___ GIVEN RECORDS
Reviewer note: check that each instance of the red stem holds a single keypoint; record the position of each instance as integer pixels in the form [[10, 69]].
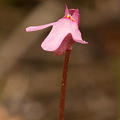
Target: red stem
[[63, 86]]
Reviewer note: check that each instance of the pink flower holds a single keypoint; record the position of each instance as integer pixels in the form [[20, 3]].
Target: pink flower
[[63, 34]]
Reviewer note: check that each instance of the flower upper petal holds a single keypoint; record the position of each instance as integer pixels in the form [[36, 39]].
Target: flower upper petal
[[76, 16], [76, 35], [59, 31], [36, 28]]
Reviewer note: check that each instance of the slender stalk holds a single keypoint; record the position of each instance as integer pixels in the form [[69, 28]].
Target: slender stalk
[[63, 86]]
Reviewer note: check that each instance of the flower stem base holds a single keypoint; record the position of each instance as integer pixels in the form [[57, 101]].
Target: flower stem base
[[63, 86]]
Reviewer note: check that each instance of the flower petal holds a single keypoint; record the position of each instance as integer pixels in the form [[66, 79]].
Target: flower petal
[[76, 16], [59, 31], [66, 10], [36, 28], [71, 11], [76, 34]]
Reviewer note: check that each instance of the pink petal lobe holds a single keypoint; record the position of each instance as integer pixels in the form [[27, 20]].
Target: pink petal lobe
[[76, 16], [66, 10], [76, 35], [36, 28], [71, 11], [59, 31]]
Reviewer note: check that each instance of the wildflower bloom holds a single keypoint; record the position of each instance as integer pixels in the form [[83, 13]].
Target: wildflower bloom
[[63, 34]]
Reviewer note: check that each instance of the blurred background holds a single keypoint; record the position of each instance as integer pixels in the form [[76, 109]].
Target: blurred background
[[30, 78]]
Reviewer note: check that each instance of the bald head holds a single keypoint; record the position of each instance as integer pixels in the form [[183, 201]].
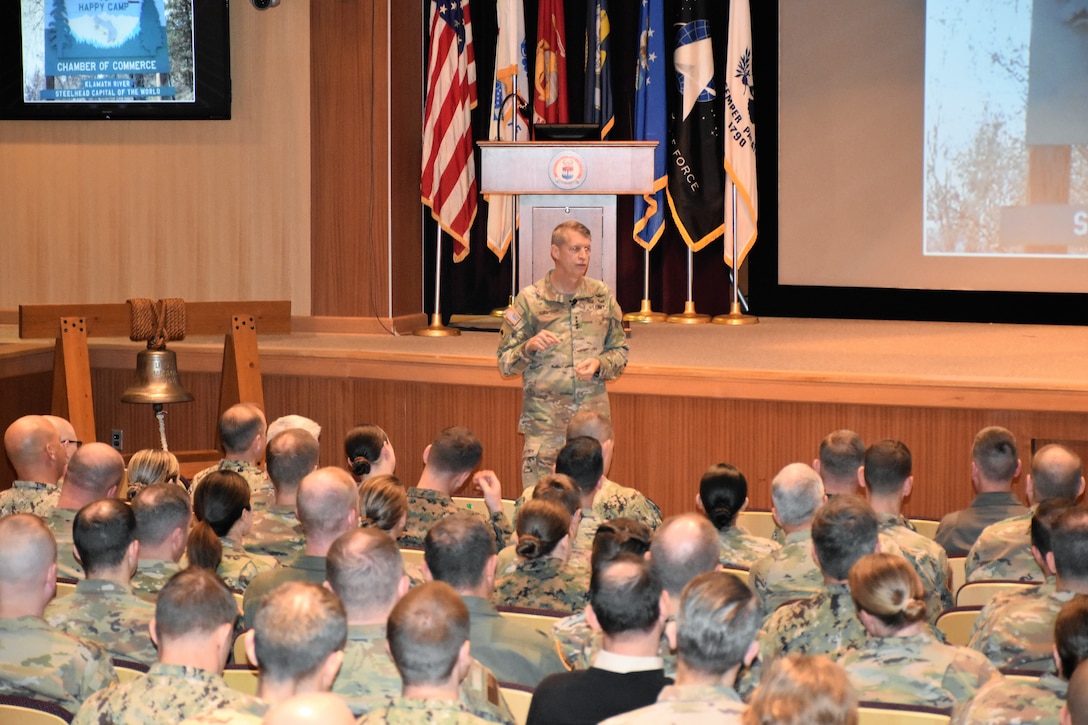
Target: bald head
[[34, 449]]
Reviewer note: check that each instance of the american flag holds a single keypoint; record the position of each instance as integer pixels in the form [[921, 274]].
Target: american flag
[[448, 180]]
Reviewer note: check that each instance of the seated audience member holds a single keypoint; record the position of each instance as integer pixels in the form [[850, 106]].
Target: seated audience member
______
## [WRITTEN EXERCISE]
Rewrite the data from the line with "Reviewer note: check that each instance of the blurred" to the line with "[[34, 449]]", replacing "bald head" with "shaved head" and keeping everything else the same. Leave out the pictures.

## [FINISHED EXERCISE]
Reviewer note: check that each instance of the blurred background holds a single keypoint; record the position of each instance as integer pixels in the form [[76, 109]].
Target: blurred background
[[30, 78]]
Reviewer note: check that each instance of the shaved head holds a single keypoint; record the position of each instance as integer pixels in the form [[183, 201]].
Target: shaved head
[[34, 449]]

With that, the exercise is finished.